___ Text segment

A Johnson & Johnson subsidiary is again asking a US judge to pause tens of thousands of lawsuits alleging that the company’s baby powder and other talc products cause cancer, as it takes another shot at resolving the litigation in bankruptcy after a federal appeals court found its first attempt improper.

At a Tuesday hearing in Trenton, New Jersey, LTL Management will argue that the so-called “automatic stay” under bankruptcy law that stops lawsuits against it from moving forward while it is in Chapter 11 proceedings, should also protect J&J, which has a market value of over $430 billion and has not filed for bankruptcy itself.

Two groups of cancer plaintiffs and the US Department of Justice’s bankruptcy watchdog, have opposed the company’s bid for a stay, arguing that it is a fraudulent attempt to evade the earlier court ruling and that the second bankruptcy has “slim to nonexistent prospects” of success.

More than 38,0000 talc lawsuits have been on hold since LTL first filed for bankruptcy in 2021, but cancer victims argue that they should be allowed to proceed with their lawsuits after a federal appeals court nixed the company’s attempt to offload the litigation in bankruptcy.

The Philadelphia-based 3rd US Circuit Court of Appeals ruled in January that LTL was not eligible for bankruptcy because it was not in “financial distress.”

Before the talc lawsuits could resume, LTL filed for bankruptcy a second time, re-opening the legal battle over the bankruptcy’s legitimacy.

LTL argues that the lawsuits must be stopped because litigation against J&J would imperil its effort to negotiate a comprehensive settlement of all current and future talc claims in its bankruptcy. It has said its second bankruptcy is different from its first, because it has less funding available and more plaintiff support for a settlement.

______
___ Record set

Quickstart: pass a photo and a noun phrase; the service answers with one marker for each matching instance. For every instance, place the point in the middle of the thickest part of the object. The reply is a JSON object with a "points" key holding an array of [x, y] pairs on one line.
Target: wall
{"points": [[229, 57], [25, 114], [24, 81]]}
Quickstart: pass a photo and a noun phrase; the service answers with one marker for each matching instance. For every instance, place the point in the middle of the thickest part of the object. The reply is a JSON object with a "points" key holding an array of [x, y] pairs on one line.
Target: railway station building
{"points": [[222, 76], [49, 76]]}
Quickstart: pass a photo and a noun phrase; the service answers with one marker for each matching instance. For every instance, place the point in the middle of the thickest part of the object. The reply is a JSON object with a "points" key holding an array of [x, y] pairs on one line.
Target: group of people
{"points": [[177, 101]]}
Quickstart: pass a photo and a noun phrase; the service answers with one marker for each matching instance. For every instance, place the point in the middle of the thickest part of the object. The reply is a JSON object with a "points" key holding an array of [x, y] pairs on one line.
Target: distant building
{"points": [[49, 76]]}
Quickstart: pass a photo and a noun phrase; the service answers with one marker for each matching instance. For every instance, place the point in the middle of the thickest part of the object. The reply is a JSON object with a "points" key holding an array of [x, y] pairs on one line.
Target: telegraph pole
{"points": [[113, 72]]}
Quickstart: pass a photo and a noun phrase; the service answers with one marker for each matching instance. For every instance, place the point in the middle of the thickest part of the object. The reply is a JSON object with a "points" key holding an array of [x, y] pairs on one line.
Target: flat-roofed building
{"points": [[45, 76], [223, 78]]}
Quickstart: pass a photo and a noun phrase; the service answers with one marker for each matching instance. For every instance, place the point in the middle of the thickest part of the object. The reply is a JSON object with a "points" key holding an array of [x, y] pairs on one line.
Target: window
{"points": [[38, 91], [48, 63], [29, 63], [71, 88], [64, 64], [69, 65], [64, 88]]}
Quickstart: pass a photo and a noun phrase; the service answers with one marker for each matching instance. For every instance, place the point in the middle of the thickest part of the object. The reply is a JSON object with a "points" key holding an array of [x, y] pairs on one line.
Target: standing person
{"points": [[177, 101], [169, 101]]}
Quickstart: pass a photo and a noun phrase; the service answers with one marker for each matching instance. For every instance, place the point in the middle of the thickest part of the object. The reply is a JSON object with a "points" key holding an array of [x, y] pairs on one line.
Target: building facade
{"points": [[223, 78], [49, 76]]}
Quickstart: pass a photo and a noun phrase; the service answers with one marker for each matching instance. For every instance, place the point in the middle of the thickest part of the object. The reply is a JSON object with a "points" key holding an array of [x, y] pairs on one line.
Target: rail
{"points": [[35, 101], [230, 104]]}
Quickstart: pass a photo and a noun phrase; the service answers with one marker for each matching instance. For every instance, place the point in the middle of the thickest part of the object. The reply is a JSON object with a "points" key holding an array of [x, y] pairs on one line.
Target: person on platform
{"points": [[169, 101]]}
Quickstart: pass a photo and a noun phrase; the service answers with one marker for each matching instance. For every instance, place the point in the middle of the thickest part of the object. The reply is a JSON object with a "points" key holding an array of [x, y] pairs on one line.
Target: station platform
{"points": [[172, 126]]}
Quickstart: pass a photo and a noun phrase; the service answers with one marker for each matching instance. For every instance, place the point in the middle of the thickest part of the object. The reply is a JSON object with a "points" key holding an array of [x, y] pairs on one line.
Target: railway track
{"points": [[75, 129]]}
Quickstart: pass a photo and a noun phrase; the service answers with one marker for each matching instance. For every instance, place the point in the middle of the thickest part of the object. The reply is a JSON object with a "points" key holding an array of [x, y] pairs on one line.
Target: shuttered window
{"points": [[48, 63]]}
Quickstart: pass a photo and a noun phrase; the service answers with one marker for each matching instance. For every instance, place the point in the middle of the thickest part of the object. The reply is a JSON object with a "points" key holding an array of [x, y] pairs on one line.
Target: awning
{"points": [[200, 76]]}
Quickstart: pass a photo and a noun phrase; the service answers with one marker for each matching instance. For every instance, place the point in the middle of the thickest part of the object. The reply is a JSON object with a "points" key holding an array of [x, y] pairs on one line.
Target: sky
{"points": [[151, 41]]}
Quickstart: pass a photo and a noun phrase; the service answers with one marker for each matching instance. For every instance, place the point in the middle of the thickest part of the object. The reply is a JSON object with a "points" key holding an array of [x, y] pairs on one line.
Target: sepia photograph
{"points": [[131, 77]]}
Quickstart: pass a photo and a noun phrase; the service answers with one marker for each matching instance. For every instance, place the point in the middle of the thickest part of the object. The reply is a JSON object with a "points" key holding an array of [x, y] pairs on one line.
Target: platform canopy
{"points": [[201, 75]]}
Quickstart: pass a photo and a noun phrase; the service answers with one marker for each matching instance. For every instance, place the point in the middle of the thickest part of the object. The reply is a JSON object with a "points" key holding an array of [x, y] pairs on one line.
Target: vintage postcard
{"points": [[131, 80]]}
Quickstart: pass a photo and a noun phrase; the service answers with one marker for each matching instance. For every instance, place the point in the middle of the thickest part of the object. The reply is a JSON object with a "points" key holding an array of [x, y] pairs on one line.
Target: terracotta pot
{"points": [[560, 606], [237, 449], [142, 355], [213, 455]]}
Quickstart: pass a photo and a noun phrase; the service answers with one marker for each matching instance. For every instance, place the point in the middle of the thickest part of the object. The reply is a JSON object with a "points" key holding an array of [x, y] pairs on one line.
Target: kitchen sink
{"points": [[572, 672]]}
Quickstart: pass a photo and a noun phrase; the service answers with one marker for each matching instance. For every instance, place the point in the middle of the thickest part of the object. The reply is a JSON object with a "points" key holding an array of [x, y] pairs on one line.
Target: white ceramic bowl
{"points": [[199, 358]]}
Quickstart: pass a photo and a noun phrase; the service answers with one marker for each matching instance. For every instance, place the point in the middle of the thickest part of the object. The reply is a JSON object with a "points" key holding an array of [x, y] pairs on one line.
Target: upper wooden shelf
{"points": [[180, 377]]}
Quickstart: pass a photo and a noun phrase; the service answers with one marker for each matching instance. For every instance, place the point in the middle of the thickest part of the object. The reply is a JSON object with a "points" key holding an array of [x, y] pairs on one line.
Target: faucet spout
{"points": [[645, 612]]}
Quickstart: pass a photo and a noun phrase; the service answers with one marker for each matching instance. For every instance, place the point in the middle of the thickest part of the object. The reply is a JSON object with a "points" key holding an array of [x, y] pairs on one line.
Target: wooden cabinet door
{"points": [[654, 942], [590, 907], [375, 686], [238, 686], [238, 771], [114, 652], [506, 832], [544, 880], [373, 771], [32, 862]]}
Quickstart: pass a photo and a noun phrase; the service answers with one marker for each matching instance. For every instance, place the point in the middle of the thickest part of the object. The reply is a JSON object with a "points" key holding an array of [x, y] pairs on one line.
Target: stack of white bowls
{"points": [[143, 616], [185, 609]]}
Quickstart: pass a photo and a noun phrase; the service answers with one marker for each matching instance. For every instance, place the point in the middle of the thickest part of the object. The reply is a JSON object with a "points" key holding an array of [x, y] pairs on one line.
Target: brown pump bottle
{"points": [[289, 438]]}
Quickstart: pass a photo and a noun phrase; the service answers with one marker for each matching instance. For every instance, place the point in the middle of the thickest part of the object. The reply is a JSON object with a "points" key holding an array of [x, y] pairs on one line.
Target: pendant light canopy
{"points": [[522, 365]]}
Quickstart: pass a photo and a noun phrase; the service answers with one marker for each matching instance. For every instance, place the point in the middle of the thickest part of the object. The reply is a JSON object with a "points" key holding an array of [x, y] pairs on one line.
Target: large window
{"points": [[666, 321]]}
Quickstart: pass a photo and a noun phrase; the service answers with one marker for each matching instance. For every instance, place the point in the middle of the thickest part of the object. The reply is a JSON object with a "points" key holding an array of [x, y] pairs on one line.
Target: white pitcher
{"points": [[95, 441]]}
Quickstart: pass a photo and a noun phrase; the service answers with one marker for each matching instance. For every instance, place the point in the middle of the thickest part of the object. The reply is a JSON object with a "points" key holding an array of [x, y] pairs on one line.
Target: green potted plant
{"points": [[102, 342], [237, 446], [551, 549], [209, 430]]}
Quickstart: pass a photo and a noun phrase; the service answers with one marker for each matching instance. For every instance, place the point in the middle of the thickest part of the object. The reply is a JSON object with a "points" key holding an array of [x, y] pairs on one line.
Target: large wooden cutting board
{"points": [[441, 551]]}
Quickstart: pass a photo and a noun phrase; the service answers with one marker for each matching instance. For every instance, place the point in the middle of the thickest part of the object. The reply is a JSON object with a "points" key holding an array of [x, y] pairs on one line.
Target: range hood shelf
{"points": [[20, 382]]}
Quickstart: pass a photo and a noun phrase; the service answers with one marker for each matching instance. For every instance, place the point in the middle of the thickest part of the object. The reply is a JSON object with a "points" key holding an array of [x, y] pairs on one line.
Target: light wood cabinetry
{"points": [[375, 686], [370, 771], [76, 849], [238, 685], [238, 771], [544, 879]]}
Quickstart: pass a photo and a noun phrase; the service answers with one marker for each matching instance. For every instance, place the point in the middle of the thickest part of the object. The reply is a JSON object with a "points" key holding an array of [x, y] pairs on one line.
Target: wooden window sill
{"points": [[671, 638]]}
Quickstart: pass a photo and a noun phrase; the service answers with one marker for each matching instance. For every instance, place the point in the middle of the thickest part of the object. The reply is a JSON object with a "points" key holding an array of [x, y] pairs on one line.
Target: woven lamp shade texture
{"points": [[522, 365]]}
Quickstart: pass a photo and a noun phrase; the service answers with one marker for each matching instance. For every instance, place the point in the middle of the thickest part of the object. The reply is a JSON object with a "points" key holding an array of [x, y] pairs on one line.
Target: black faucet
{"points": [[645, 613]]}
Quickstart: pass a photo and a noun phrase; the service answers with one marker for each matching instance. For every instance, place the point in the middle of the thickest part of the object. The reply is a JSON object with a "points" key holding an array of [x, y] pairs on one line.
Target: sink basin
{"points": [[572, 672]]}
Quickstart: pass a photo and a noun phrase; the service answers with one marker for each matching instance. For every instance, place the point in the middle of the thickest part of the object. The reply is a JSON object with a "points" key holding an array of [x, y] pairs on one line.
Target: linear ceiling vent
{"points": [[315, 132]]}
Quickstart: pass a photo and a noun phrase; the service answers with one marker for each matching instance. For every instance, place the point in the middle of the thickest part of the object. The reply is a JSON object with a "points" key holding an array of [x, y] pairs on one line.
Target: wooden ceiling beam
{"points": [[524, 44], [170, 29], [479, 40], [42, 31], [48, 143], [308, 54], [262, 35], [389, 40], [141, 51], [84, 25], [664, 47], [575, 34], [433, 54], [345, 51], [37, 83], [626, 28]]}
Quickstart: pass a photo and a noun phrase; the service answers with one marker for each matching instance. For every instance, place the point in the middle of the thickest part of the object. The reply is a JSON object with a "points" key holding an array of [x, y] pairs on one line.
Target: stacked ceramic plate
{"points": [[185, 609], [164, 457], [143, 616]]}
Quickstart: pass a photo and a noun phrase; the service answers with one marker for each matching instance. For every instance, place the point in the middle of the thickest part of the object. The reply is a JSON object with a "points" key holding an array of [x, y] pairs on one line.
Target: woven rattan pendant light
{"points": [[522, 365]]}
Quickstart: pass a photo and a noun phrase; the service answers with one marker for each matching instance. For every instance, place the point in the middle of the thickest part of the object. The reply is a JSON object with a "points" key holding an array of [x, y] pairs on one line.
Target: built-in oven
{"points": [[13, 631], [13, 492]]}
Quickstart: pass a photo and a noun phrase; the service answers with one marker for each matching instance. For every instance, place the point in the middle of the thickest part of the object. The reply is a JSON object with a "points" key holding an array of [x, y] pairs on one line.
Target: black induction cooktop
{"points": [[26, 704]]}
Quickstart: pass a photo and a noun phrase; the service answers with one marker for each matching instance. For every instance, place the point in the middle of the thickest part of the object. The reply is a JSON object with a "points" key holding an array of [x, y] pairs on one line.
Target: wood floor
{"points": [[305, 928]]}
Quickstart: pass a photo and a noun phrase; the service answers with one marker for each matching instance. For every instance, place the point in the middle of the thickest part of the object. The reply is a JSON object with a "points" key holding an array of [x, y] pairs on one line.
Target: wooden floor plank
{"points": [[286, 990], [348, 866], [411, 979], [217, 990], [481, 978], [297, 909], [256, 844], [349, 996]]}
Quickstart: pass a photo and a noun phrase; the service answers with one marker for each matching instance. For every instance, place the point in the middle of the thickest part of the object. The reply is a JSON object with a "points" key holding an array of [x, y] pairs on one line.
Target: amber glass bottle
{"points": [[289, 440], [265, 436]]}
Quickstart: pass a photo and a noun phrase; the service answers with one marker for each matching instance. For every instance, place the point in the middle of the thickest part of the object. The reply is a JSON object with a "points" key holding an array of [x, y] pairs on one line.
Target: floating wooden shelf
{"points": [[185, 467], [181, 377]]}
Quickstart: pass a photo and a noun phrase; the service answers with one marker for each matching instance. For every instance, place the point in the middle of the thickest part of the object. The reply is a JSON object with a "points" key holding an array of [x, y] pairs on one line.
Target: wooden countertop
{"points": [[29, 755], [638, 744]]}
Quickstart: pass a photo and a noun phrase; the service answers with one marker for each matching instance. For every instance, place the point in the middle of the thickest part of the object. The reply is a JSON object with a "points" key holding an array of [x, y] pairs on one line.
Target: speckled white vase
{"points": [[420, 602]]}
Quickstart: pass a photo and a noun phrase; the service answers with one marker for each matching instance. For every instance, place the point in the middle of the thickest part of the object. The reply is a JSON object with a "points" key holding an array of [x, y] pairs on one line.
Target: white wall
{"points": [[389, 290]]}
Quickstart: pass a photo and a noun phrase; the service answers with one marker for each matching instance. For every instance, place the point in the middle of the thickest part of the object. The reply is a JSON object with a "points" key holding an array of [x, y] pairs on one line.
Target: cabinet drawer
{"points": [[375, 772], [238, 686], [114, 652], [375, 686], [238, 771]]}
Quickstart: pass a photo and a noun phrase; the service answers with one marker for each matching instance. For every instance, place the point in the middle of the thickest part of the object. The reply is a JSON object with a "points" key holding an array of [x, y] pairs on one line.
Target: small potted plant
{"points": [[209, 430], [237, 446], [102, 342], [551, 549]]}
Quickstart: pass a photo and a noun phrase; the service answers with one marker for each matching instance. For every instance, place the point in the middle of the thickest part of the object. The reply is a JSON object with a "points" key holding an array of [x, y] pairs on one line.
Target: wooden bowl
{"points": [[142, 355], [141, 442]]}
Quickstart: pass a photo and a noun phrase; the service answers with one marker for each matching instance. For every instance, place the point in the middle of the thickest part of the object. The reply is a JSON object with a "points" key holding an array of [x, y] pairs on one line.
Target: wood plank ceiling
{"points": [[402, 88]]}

______

### Questions to answer:
A. From the article on the Johnson & Johnson talc bankruptcy, output the passage starting at "Two groups of" and ending at "the bankruptcy’s legitimacy.".
B. List every phrase that the article on the Johnson & Johnson talc bankruptcy places in quotation marks.
C. Resume the article on the Johnson & Johnson talc bankruptcy after its final sentence.

### Responses to the exercise:
A.
Two groups of cancer plaintiffs and the US Department of Justice’s bankruptcy watchdog, have opposed the company’s bid for a stay, arguing that it is a fraudulent attempt to evade the earlier court ruling and that the second bankruptcy has “slim to nonexistent prospects” of success.

More than 38,0000 talc lawsuits have been on hold since LTL first filed for bankruptcy in 2021, but cancer victims argue that they should be allowed to proceed with their lawsuits after a federal appeals court nixed the company’s attempt to offload the litigation in bankruptcy.

The Philadelphia-based 3rd US Circuit Court of Appeals ruled in January that LTL was not eligible for bankruptcy because it was not in “financial distress.”

Before the talc lawsuits could resume, LTL filed for bankruptcy a second time, re-opening the legal battle over the bankruptcy’s legitimacy.

B.
"automatic stay"
"slim to nonexistent prospects"
"financial distress."

C.
J&J (JNJ.N) has offered $8.9 billion to settle the claims, but has not provided details about how much each claimant would receive from the deal. The company has said its baby powder and other talc products are safe and do not cause cancer.

Some plaintiffs groups have backed the company’s new bankruptcy, and J&J says that attorneys who represent 60,000 plaintiffs have agreed to support the current settlement offer.

J&J’s effort to settle its talc liabilities in bankruptcy began in October 2021. The company divided its consumer business in two and offloaded tens of thousands of talc lawsuits onto its newly created subsidiary, LTL, which almost immediately filed for Chapter 11. The goal: to halt the avalanche of lawsuits and force plaintiffs into a global settlement.

US Bankruptcy Judge Michael Kaplan agreed to protect J&J from lawsuits during LTL’s first bankruptcy, saying at the time that bankruptcy offered the best way to fairly resolve all of the talc lawsuits together.

Kaplan, who is also presiding over the second bankruptcy, will now decide whether to stop the lawsuits again to give LTL a second shot at a bankruptcy settlement.